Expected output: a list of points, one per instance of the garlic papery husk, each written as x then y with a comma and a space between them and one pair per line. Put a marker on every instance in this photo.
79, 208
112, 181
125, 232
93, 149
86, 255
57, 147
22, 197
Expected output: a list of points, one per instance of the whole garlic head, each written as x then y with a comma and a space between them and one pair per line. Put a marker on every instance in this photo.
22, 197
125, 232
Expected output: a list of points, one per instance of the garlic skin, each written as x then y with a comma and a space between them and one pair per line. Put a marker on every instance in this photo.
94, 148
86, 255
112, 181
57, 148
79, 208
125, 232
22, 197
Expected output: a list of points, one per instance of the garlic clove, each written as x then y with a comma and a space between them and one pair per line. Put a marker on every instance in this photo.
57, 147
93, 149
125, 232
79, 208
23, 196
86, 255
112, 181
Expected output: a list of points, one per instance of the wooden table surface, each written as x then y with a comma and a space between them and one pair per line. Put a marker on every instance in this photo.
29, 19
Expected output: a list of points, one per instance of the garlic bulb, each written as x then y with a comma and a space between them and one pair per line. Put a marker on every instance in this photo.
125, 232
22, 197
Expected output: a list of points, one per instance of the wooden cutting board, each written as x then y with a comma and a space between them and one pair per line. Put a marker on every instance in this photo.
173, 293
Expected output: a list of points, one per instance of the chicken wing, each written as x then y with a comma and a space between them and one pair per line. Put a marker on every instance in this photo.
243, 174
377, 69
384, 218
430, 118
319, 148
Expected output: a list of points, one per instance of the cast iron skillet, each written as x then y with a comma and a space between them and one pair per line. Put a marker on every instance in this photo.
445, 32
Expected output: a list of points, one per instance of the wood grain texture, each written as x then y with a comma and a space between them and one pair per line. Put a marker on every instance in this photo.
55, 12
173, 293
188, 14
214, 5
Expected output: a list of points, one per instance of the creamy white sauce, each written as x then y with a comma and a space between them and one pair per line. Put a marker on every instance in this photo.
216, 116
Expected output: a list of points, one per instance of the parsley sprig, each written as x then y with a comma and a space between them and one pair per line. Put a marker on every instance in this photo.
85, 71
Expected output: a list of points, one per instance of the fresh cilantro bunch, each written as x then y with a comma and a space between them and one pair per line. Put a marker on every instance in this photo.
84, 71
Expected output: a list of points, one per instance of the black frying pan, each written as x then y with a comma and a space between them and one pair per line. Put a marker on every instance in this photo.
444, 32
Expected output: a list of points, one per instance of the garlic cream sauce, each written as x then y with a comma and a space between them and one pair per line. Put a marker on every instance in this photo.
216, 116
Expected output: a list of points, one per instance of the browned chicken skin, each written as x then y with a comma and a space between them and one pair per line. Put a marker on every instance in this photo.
══════
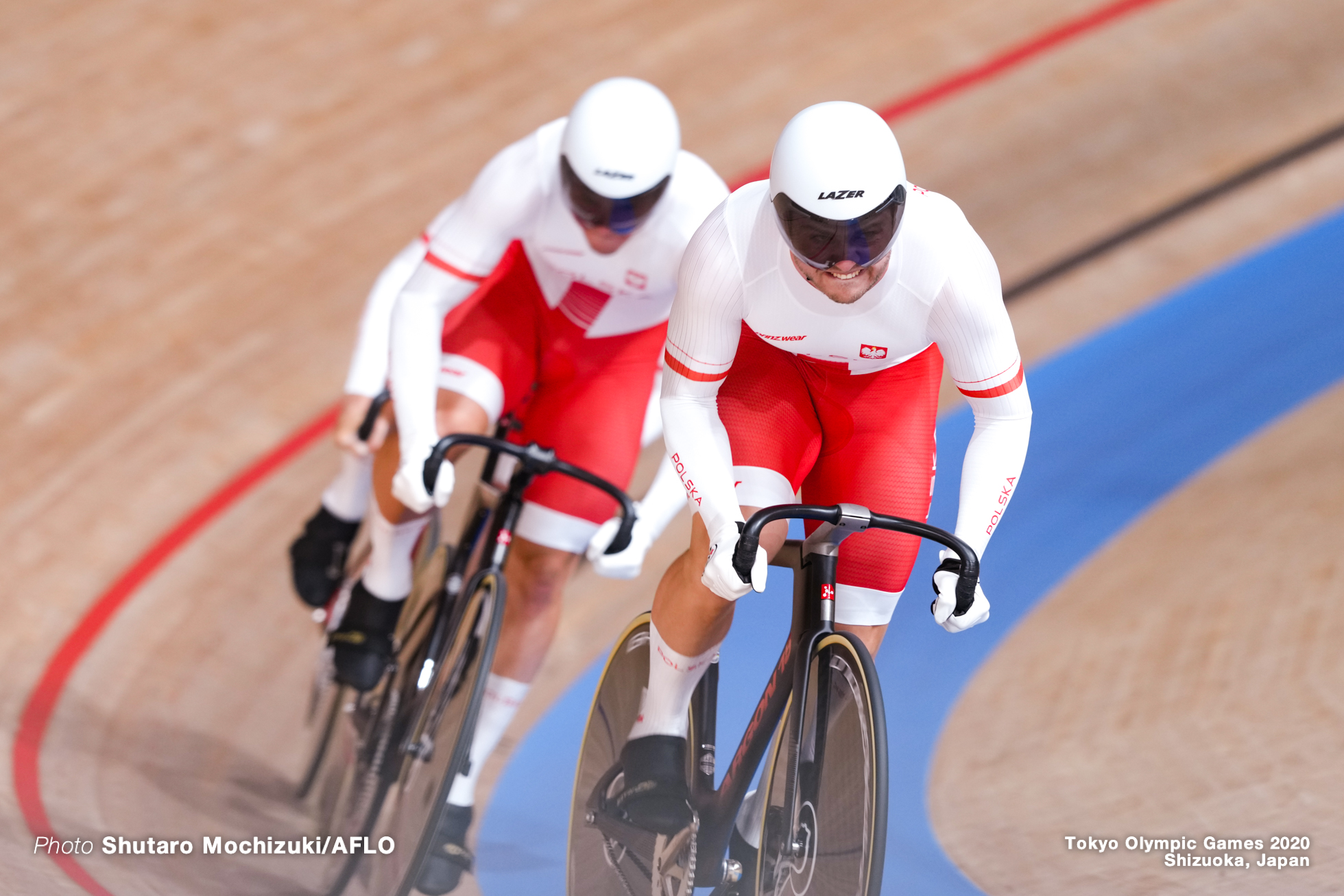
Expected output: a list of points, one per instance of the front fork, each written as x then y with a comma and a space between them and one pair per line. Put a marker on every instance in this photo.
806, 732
══════
TASK> List, in full and in order, every line of the material above that contains the word "skin".

FINAL RESULT>
Expected output: a list of points, one per instance of the garlic skin, each written as x then y with a comma and a space between them and one pair per line. Put a marker on every instance in this photo.
Expected output: a list of points, one per instance of the browned chicken skin, each written as x then y with a comma and a space between them and one pair per line. Put a marker on every instance in this photo.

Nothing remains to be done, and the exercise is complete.